» **RAW DATA**
..........

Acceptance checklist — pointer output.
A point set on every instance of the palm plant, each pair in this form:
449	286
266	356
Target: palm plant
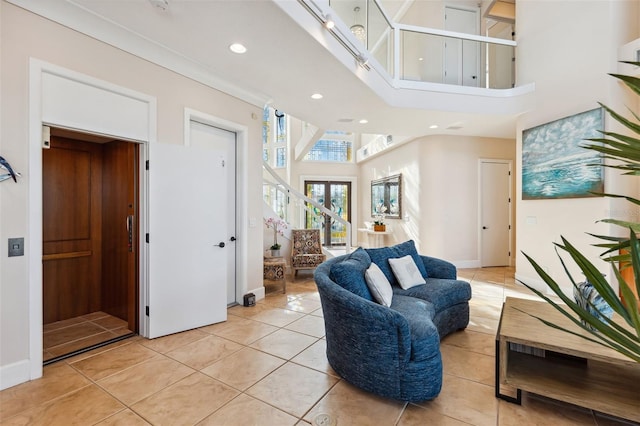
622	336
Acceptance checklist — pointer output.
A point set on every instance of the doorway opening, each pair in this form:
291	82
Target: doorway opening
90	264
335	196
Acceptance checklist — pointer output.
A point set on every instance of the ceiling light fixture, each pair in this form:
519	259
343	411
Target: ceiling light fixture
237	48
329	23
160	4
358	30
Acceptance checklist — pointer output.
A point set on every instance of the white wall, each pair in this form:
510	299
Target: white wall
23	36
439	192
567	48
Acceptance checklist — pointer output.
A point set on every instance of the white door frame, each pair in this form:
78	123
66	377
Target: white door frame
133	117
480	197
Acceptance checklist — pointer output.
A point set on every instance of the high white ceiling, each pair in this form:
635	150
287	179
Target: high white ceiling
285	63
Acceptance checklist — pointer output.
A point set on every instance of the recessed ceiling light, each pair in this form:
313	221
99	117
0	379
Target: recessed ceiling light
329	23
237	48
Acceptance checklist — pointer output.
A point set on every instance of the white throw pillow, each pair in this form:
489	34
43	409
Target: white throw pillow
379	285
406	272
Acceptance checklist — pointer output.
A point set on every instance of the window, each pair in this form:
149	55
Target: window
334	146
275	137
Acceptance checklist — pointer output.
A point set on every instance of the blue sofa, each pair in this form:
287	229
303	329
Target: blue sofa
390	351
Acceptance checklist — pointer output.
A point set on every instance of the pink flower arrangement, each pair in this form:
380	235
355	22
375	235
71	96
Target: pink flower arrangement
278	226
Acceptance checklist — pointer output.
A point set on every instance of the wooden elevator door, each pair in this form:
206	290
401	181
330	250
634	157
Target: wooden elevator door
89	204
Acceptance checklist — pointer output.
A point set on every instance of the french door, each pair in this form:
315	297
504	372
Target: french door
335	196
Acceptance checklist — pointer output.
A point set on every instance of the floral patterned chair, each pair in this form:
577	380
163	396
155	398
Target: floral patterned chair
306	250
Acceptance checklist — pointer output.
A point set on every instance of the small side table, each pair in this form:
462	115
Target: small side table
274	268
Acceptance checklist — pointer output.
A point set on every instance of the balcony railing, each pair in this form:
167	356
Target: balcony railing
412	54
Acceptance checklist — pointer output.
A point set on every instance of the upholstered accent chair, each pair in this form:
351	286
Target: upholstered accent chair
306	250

..........

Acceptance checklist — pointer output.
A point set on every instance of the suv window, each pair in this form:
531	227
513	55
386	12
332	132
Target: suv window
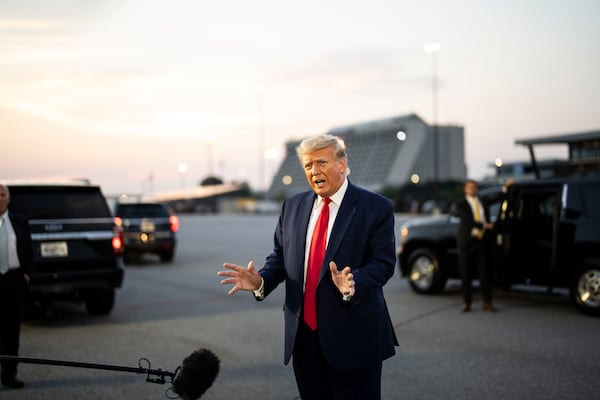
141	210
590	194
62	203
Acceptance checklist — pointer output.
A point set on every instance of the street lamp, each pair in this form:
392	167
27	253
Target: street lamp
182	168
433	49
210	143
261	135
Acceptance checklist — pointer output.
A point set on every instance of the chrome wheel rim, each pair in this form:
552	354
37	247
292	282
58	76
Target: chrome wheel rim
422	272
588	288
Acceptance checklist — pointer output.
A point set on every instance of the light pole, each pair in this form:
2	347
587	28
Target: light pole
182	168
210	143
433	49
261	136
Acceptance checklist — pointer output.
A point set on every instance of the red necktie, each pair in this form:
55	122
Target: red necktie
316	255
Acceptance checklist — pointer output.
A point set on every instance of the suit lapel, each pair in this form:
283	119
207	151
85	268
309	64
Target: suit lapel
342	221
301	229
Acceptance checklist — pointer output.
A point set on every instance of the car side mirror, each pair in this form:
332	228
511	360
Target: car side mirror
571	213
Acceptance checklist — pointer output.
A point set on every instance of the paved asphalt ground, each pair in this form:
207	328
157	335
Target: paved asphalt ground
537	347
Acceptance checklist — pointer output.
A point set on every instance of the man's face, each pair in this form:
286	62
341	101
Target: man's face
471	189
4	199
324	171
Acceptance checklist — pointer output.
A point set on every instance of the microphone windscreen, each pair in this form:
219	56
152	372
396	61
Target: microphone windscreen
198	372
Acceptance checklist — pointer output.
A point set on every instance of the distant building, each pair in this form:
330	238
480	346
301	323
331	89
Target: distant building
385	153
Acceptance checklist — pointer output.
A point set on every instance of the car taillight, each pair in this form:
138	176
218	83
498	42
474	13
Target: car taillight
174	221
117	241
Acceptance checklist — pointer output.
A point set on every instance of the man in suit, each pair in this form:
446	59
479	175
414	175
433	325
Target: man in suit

..........

» **GIVEN INSTRUCTION**
Pull out every line of the listing above that contains the word "street".

» **WRITTEN REPLY**
A point set on every instance of the street lamp, each pair in this form:
Target: street lamp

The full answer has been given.